■ **Given exercise**
Rewrite every line of the data below as a string in a single JSON list, one string per line, leaving out blank lines.

■ **Excerpted records**
+++

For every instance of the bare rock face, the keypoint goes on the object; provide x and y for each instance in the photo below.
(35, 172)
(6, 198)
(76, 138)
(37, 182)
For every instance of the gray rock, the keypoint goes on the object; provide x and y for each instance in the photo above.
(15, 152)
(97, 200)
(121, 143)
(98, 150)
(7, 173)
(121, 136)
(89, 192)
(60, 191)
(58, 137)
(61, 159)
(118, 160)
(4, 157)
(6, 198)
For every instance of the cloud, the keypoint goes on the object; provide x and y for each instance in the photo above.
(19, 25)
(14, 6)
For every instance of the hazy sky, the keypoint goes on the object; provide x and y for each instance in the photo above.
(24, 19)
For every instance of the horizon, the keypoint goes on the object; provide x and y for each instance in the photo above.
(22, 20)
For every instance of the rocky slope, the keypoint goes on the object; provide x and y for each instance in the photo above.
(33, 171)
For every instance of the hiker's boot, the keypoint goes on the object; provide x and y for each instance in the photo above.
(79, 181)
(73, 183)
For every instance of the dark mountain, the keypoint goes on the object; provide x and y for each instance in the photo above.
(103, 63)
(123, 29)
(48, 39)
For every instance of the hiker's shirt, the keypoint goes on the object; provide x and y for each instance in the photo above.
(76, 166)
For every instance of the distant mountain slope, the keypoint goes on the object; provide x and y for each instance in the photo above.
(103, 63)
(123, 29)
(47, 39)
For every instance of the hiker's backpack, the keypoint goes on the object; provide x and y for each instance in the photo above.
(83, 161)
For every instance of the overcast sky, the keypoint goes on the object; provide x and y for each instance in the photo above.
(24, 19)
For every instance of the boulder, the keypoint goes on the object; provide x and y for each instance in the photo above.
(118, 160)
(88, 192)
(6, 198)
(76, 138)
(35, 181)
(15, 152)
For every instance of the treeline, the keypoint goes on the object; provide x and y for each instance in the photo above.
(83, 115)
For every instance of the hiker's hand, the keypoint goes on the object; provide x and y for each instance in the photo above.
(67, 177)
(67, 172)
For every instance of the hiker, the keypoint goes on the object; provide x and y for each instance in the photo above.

+++

■ **Task result**
[
  "For every instance of the bare rock face, the keypoint goes on the object; provide x and y for each instance in the photo below.",
  "(35, 172)",
  "(6, 198)",
  "(76, 138)",
  "(37, 182)",
  "For every instance of the gray rock, the keypoint goes on the object; provide x and y for each instance in the photo above.",
  "(15, 152)",
  "(97, 200)",
  "(121, 143)",
  "(98, 150)",
  "(7, 173)",
  "(121, 136)",
  "(89, 192)",
  "(60, 191)",
  "(58, 137)",
  "(61, 159)",
  "(118, 160)",
  "(4, 157)",
  "(6, 198)",
  "For every instance of the cloud, the keypoint goes on the object; provide x and y for each instance in the photo above.",
  "(19, 25)",
  "(14, 6)",
  "For every instance of the hazy sky, the keypoint goes on the object; provide x and y for each instance in the photo above.",
  "(24, 19)",
  "For every instance of the horizon, the keypoint goes on the object; provide x and y for each instance in the photo above.",
  "(22, 20)",
  "For every instance of the rocky slope, the keypoint goes on the object; provide x and y for each instance in the photo above.",
  "(33, 171)",
  "For every instance of the hiker's boot, the keypoint goes on the object; provide x and y for each instance in the photo above.",
  "(79, 181)",
  "(73, 183)",
  "For every instance of the dark mountain, the keypoint goes on the object; provide x and y for each instance in the photo above.",
  "(103, 63)",
  "(123, 29)",
  "(48, 39)",
  "For every instance of the hiker's shirt, the keypoint goes on the object; provide x and y for each instance in the photo above.",
  "(76, 166)",
  "For every instance of the distant mountain slope, the keypoint goes on the object; provide x and y for each instance in the photo above.",
  "(103, 63)",
  "(123, 29)",
  "(47, 39)",
  "For every instance of the hiker's backpack, the keypoint goes on the object; provide x and y for each instance in the photo above.",
  "(83, 161)",
  "For every instance of the overcast sky, the keypoint goes on the object; provide x and y for each instance in the photo above.",
  "(24, 19)",
  "For every instance of the boulder, the keypoint goes on the object; provide x and y for each instance in the photo above.",
  "(118, 160)",
  "(88, 192)",
  "(6, 198)",
  "(76, 138)",
  "(35, 181)",
  "(15, 152)",
  "For every instance of the treeline, the keypoint goes on the object; provide x and y for each instance in the photo above.",
  "(83, 115)",
  "For every instance of the hiker's hand, the keypoint goes on the object; provide x and y for each instance in the photo above.",
  "(67, 177)",
  "(67, 172)",
  "For every instance of the hiker, the keypoint goes on the object; provide x and y for each instance in the photo above."
]